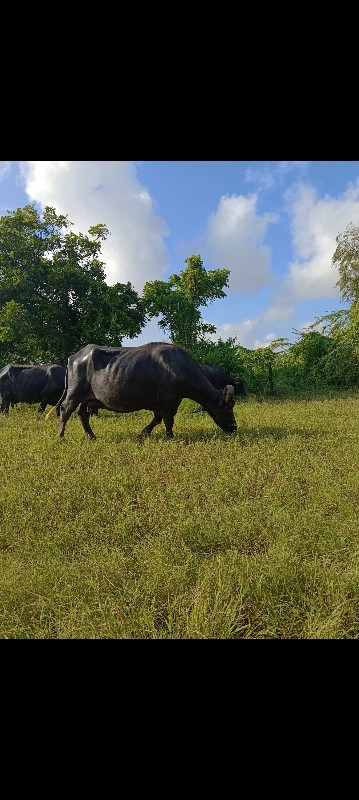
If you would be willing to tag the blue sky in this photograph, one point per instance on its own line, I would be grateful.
(273, 223)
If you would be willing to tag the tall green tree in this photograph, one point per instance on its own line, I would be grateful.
(53, 294)
(346, 258)
(179, 299)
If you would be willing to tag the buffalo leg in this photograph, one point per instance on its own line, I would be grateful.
(5, 406)
(169, 418)
(65, 413)
(84, 415)
(156, 421)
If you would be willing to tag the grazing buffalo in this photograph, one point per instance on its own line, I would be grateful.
(219, 379)
(155, 376)
(23, 383)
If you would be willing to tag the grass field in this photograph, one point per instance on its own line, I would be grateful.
(206, 536)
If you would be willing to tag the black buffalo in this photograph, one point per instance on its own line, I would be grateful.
(155, 376)
(24, 383)
(219, 379)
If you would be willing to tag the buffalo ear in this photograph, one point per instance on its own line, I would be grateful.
(228, 393)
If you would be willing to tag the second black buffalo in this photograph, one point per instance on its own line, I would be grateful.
(156, 377)
(27, 383)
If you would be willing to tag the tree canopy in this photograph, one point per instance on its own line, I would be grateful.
(178, 300)
(53, 294)
(346, 258)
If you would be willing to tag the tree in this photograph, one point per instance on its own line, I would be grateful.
(178, 300)
(346, 258)
(53, 294)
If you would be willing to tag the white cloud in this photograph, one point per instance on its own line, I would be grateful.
(234, 240)
(4, 168)
(317, 326)
(108, 192)
(150, 333)
(316, 223)
(270, 337)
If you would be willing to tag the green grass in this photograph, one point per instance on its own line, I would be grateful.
(207, 536)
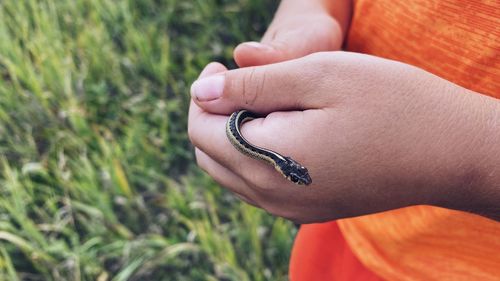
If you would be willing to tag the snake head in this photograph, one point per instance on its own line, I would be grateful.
(296, 173)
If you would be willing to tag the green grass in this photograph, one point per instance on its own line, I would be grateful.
(97, 176)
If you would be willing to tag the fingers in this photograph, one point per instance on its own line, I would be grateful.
(225, 177)
(207, 132)
(255, 53)
(212, 68)
(283, 86)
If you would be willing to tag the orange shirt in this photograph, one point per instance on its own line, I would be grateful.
(457, 40)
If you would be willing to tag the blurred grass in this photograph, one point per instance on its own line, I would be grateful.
(97, 179)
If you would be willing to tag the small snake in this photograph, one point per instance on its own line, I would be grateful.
(286, 166)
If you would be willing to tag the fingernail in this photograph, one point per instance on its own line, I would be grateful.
(209, 88)
(259, 46)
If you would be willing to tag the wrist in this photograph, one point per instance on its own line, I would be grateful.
(476, 157)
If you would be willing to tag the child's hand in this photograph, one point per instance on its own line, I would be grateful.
(374, 134)
(299, 28)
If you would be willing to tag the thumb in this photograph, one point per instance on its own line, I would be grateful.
(263, 89)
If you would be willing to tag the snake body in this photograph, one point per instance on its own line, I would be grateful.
(286, 166)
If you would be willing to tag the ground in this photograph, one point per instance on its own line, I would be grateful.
(97, 176)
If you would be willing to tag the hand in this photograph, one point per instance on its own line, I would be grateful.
(298, 29)
(374, 134)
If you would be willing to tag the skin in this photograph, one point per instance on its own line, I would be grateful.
(375, 134)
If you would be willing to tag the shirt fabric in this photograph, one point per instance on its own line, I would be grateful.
(459, 41)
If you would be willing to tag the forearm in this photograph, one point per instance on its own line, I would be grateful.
(340, 10)
(476, 158)
(488, 195)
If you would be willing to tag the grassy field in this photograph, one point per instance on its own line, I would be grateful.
(97, 177)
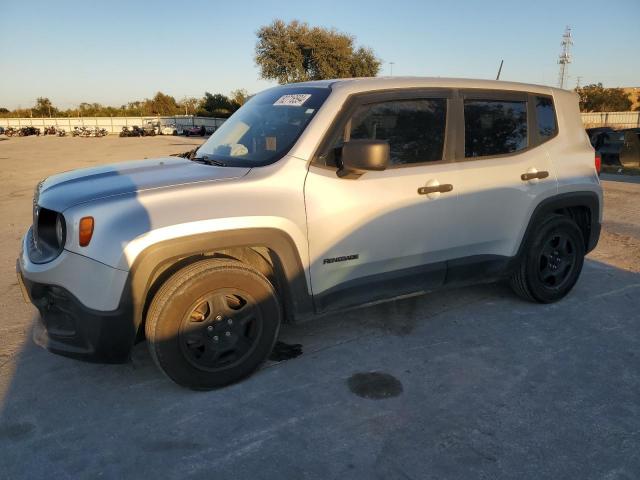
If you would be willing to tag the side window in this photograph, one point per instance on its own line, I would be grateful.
(494, 127)
(546, 115)
(415, 129)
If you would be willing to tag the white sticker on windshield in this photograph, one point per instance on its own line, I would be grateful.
(293, 100)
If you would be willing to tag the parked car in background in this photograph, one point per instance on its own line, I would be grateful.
(169, 129)
(618, 147)
(195, 131)
(151, 128)
(595, 132)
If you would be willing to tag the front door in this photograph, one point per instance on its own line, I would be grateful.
(504, 170)
(390, 232)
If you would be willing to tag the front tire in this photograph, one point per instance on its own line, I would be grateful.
(213, 323)
(552, 261)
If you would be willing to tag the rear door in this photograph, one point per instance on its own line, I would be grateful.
(382, 234)
(503, 169)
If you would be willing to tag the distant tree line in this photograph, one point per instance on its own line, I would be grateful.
(596, 98)
(287, 52)
(210, 105)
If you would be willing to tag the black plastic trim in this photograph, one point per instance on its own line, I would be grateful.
(155, 259)
(68, 328)
(567, 200)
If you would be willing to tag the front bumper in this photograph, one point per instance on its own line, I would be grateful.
(69, 328)
(69, 324)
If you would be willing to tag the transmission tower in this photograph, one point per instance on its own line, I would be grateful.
(565, 57)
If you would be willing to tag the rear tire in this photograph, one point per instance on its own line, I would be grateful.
(213, 323)
(552, 261)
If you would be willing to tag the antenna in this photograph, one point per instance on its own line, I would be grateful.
(499, 70)
(565, 57)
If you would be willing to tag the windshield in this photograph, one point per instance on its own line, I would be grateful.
(265, 128)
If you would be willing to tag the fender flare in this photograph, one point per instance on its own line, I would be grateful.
(588, 199)
(155, 259)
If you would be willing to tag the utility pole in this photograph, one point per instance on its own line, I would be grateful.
(565, 57)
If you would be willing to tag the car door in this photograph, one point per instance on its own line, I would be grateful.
(504, 169)
(388, 232)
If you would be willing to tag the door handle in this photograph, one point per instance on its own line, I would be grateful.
(531, 175)
(445, 187)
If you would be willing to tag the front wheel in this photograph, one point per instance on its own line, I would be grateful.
(213, 323)
(552, 261)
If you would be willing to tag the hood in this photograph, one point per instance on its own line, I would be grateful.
(67, 189)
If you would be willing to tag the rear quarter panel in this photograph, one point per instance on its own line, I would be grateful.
(571, 152)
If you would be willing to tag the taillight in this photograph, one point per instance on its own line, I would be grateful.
(85, 231)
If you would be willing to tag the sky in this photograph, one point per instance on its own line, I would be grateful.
(116, 51)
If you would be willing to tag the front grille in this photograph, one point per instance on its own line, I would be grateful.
(36, 213)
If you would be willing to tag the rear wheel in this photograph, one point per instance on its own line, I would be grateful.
(213, 323)
(552, 262)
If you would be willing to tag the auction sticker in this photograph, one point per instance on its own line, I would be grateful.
(293, 100)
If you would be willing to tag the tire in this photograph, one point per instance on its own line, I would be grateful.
(552, 261)
(213, 323)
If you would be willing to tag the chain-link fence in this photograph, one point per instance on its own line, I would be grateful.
(611, 119)
(111, 124)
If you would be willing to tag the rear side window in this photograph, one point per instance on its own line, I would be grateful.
(494, 127)
(546, 116)
(415, 129)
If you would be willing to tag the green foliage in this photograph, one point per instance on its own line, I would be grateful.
(596, 98)
(239, 97)
(296, 52)
(160, 105)
(44, 108)
(219, 105)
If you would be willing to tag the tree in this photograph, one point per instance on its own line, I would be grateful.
(189, 104)
(596, 98)
(215, 105)
(239, 97)
(44, 108)
(160, 104)
(296, 52)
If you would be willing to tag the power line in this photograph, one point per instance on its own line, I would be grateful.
(565, 57)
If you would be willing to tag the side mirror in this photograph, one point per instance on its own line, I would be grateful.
(360, 156)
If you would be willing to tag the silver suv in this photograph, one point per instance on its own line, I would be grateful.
(312, 197)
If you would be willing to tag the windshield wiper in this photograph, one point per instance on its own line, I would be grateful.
(209, 161)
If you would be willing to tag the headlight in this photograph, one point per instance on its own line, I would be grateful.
(60, 230)
(48, 235)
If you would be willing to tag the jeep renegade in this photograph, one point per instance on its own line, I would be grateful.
(312, 197)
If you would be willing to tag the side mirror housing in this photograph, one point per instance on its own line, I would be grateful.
(361, 156)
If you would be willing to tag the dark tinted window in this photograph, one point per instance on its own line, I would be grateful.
(546, 115)
(414, 128)
(494, 127)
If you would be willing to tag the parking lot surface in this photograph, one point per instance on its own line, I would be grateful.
(468, 383)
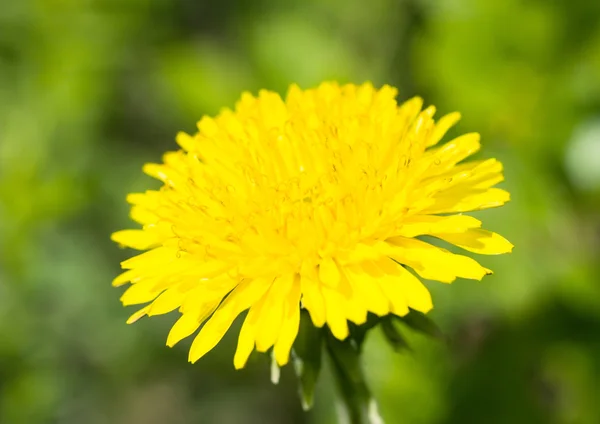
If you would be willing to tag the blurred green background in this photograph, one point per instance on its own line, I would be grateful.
(91, 90)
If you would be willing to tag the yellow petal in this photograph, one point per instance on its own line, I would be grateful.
(479, 241)
(312, 300)
(417, 295)
(432, 262)
(240, 299)
(466, 202)
(442, 127)
(189, 322)
(142, 292)
(136, 239)
(445, 157)
(329, 274)
(246, 338)
(168, 301)
(186, 141)
(429, 224)
(137, 315)
(370, 293)
(124, 278)
(289, 328)
(270, 320)
(334, 311)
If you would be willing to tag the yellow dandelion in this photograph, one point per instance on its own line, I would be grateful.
(315, 201)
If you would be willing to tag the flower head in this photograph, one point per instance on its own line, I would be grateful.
(314, 201)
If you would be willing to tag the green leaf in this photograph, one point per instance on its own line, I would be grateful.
(358, 404)
(420, 322)
(306, 357)
(358, 333)
(392, 335)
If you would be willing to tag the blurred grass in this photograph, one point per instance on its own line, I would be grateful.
(89, 91)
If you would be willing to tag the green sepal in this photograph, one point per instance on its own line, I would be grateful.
(306, 357)
(358, 333)
(393, 335)
(422, 323)
(358, 403)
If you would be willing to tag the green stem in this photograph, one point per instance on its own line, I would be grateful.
(356, 401)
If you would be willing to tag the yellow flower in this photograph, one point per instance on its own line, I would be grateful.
(314, 201)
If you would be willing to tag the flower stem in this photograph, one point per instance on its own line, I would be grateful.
(356, 403)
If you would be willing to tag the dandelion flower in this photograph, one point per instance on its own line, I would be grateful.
(315, 201)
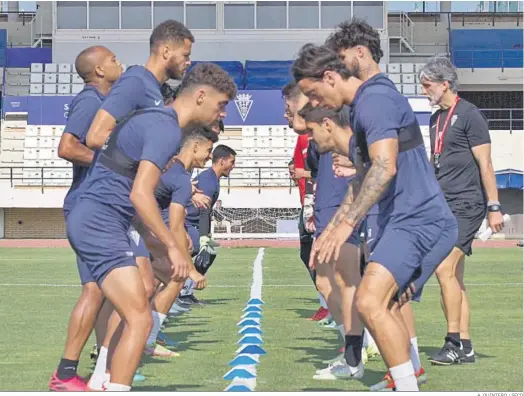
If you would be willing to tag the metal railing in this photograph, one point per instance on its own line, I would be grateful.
(504, 119)
(254, 177)
(488, 58)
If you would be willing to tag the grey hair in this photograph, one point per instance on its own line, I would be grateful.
(440, 69)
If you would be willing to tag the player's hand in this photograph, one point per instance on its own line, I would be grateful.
(406, 296)
(300, 173)
(329, 249)
(309, 225)
(343, 171)
(179, 264)
(199, 279)
(341, 161)
(189, 243)
(495, 221)
(201, 200)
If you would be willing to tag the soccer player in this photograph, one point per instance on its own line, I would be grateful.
(99, 69)
(294, 100)
(174, 194)
(344, 273)
(358, 45)
(141, 87)
(415, 220)
(461, 154)
(198, 220)
(121, 186)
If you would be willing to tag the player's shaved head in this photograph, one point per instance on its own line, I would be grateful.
(87, 61)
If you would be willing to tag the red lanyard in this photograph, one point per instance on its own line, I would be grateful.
(439, 136)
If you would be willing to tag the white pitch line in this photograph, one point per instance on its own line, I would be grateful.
(236, 286)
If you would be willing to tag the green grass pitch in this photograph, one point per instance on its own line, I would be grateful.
(39, 288)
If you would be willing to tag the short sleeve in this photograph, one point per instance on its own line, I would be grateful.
(476, 128)
(161, 142)
(207, 185)
(125, 97)
(379, 117)
(182, 193)
(81, 117)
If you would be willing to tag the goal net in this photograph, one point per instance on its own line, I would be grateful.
(250, 223)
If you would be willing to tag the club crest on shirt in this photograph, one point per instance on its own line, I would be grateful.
(243, 103)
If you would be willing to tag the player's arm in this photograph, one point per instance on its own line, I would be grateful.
(477, 131)
(70, 147)
(382, 138)
(121, 101)
(177, 214)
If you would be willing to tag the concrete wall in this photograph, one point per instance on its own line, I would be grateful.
(18, 33)
(27, 223)
(132, 47)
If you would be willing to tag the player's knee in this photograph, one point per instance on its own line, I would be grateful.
(92, 294)
(368, 306)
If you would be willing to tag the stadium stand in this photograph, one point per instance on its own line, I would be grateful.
(487, 48)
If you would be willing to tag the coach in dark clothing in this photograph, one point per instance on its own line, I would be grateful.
(461, 155)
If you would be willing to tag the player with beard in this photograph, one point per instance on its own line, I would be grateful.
(302, 175)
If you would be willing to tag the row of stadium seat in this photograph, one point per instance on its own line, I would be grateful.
(52, 78)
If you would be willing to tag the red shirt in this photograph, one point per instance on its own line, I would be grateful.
(299, 157)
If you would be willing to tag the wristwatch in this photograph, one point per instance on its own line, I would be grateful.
(494, 206)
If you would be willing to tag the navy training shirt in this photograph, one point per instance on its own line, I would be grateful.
(150, 136)
(331, 190)
(136, 89)
(174, 186)
(82, 111)
(208, 182)
(414, 196)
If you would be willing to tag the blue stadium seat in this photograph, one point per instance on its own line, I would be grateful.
(264, 82)
(234, 68)
(487, 48)
(267, 74)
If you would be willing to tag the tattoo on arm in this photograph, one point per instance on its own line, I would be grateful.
(375, 183)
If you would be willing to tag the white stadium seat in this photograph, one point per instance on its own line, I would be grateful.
(36, 78)
(64, 89)
(77, 79)
(393, 68)
(35, 89)
(64, 78)
(50, 78)
(64, 68)
(407, 67)
(408, 79)
(37, 68)
(76, 88)
(50, 88)
(51, 68)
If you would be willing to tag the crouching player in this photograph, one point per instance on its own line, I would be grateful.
(198, 220)
(173, 193)
(340, 281)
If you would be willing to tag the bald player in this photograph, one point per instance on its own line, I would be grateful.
(99, 69)
(140, 87)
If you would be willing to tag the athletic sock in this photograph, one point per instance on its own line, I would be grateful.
(342, 331)
(368, 339)
(99, 374)
(454, 338)
(353, 350)
(158, 319)
(111, 387)
(323, 303)
(466, 345)
(66, 369)
(404, 377)
(413, 351)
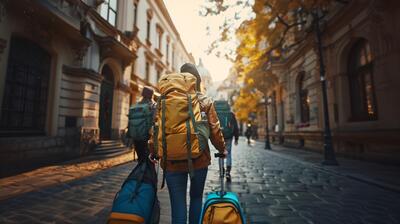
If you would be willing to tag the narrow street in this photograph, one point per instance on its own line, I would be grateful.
(273, 188)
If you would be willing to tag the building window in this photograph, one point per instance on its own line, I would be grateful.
(173, 57)
(158, 74)
(304, 99)
(133, 73)
(362, 93)
(25, 94)
(135, 8)
(147, 71)
(159, 37)
(274, 108)
(148, 30)
(109, 11)
(167, 51)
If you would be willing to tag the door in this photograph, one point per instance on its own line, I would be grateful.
(106, 103)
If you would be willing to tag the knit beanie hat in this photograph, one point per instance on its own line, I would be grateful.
(147, 92)
(191, 68)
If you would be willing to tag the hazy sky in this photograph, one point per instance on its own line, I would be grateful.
(192, 29)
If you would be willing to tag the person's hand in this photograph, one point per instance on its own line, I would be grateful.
(153, 158)
(225, 153)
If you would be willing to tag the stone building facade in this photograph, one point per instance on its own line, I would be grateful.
(361, 51)
(70, 69)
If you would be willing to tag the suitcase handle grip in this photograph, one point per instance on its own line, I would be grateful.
(219, 155)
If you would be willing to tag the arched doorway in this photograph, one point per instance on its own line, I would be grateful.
(24, 107)
(106, 102)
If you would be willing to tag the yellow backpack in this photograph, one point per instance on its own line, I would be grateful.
(182, 130)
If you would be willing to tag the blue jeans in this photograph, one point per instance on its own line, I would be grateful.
(228, 145)
(177, 187)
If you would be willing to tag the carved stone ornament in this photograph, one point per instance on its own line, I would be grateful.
(3, 45)
(3, 12)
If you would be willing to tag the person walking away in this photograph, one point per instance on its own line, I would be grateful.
(186, 119)
(230, 130)
(248, 133)
(141, 120)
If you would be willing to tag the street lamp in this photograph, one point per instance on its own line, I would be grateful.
(267, 101)
(329, 153)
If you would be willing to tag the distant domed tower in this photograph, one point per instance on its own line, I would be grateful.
(205, 78)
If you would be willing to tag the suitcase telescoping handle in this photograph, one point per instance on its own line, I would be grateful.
(221, 157)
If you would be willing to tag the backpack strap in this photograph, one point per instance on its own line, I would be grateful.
(164, 139)
(188, 136)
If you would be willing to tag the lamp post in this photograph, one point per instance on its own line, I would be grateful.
(267, 100)
(329, 153)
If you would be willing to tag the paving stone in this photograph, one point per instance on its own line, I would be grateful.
(271, 189)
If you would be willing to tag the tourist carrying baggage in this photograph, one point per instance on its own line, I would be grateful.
(186, 120)
(222, 206)
(136, 202)
(141, 120)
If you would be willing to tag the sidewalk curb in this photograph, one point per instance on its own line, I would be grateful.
(359, 178)
(57, 174)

+ + + + +

-- EXERCISE DESCRIPTION --
The answer consists only of the lines from the one containing "If you would be willing to tag the lamp" to the end of the records, each written out exactly.

-- FULL SOLUTION --
If you would be willing to tag the lamp post in this photograph, one point per instance on its own line, I would be grateful.
(267, 100)
(329, 153)
If you would be willing to tag the paving stone in this photograph, one point per instance on its own line, I would be grateful.
(271, 189)
If you would be willing to tag the tourist carrying baggage in this photograph, one point per instance on its own line, I would be grateful.
(186, 120)
(222, 206)
(136, 202)
(141, 120)
If you would be willing to tag the sidewalk curb in this photograph, one point per instance on its own line, I would be grateful.
(359, 178)
(57, 174)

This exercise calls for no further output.